WHAT IS REQUIRED: Present the listing below as a numbered list, skipping any blank lines.

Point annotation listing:
— BEGIN —

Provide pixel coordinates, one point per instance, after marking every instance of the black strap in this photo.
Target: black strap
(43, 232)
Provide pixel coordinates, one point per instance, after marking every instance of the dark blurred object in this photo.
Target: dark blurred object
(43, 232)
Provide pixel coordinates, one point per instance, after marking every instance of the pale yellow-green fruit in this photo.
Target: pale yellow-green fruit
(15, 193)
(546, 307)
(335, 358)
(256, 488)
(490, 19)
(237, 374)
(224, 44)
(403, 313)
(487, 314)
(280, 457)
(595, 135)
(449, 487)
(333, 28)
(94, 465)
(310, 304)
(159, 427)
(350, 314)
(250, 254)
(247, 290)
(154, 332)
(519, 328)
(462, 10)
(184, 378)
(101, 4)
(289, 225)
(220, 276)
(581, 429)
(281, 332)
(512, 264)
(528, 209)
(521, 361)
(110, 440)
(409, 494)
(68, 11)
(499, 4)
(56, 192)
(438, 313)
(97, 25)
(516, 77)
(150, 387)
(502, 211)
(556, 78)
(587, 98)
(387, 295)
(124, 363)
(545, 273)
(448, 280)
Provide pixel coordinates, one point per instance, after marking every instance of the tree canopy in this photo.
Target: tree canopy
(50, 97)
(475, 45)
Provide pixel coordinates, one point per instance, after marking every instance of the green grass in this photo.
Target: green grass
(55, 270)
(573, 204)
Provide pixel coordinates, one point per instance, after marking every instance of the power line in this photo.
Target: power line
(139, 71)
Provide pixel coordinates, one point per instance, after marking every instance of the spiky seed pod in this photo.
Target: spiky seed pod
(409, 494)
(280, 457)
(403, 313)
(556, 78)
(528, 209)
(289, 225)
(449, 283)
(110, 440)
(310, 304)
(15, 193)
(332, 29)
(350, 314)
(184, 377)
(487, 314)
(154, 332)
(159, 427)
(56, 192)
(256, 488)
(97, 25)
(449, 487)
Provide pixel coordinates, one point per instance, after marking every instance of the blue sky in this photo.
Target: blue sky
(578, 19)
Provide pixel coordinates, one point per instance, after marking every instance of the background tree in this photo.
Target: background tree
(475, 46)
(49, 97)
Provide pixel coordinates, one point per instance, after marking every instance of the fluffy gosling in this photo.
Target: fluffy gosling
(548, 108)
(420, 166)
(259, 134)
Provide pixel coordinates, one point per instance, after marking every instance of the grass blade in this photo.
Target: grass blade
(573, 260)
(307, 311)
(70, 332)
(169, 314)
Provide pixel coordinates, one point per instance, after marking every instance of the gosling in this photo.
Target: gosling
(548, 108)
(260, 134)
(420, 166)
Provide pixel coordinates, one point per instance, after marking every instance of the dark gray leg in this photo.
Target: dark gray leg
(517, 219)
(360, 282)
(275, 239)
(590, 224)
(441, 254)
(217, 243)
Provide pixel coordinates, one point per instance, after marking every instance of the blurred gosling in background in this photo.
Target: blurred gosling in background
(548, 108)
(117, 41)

— END —

CORRECT OUTPUT:
1. Provide pixel coordinates, one point per instance, after marking every instance of the black strap in this photo.
2. Target: black strap
3. (43, 232)
4. Provide pixel coordinates, one point per instance, after marking every instance of the dark blurred object in this photo.
5. Target: dark blurred object
6. (43, 232)
7. Provide pixel coordinates, one point per instance, after marking every instance of the pale yellow-green fruit in this photo.
8. Target: pale yellow-green fruit
9. (15, 193)
10. (546, 307)
11. (335, 358)
12. (256, 488)
13. (490, 19)
14. (237, 374)
15. (224, 44)
16. (403, 313)
17. (487, 314)
18. (280, 457)
19. (595, 135)
20. (449, 487)
21. (333, 28)
22. (94, 465)
23. (310, 304)
24. (159, 427)
25. (350, 314)
26. (250, 254)
27. (247, 290)
28. (154, 332)
29. (519, 328)
30. (462, 10)
31. (184, 378)
32. (101, 4)
33. (289, 225)
34. (220, 276)
35. (581, 429)
36. (281, 332)
37. (512, 264)
38. (528, 209)
39. (521, 361)
40. (110, 440)
41. (409, 494)
42. (68, 11)
43. (499, 4)
44. (56, 192)
45. (438, 313)
46. (97, 25)
47. (516, 77)
48. (150, 387)
49. (502, 211)
50. (556, 78)
51. (587, 98)
52. (387, 295)
53. (124, 363)
54. (545, 273)
55. (448, 280)
56. Provide pixel coordinates, one point per instance, after marking every instance of the tree canopy in this photo.
57. Target: tree canopy
58. (50, 97)
59. (475, 45)
60. Provide pixel coordinates, one point per instance, after marking every instance of the green grass in this photo.
61. Target: green grass
62. (55, 270)
63. (573, 204)
64. Provide pixel coordinates, one point per instance, after marking every instance of the power line in this photo.
65. Target: power line
66. (139, 71)
67. Provide pixel coordinates, one point per instance, after marking every instance of the spiky seed pod in this photo.
68. Target: spiky seed pod
69. (409, 494)
70. (280, 457)
71. (403, 313)
72. (556, 78)
73. (528, 209)
74. (289, 225)
75. (449, 283)
76. (110, 440)
77. (310, 304)
78. (15, 193)
79. (332, 29)
80. (350, 314)
81. (184, 377)
82. (487, 314)
83. (154, 332)
84. (159, 427)
85. (56, 192)
86. (256, 488)
87. (97, 25)
88. (449, 487)
89. Provide pixel coordinates, one point per instance, after marking every instance of the blue sky in this photo.
90. Target: blue sky
91. (578, 19)
92. Provide pixel coordinates, one point per instance, after marking every instance of the background tree in this photo.
93. Target: background tree
94. (475, 46)
95. (49, 97)
96. Provide pixel coordinates, one point per instance, after marking every instance of the fluffy gosling in this photo.
97. Target: fluffy gosling
98. (548, 108)
99. (420, 166)
100. (259, 134)
101. Provide pixel coordinates, one point per instance, after marking every instance of the grass blade in this photo.
102. Target: grass blade
103. (573, 260)
104. (307, 311)
105. (70, 332)
106. (169, 314)
107. Provide pixel coordinates, one point per instance, after marking every instance of the gosling in this photo.
108. Target: gosling
109. (548, 108)
110. (260, 134)
111. (420, 166)
112. Provide pixel coordinates, one point per instance, after marking every instance of the dark gray leg in this photo.
113. Target: dark gray leg
114. (517, 219)
115. (360, 282)
116. (275, 239)
117. (590, 224)
118. (441, 254)
119. (217, 243)
120. Provide pixel coordinates, one point per instance, after marking every instance of the blurred gosling in background in this photo.
121. Target: blurred gosling in background
122. (548, 108)
123. (117, 41)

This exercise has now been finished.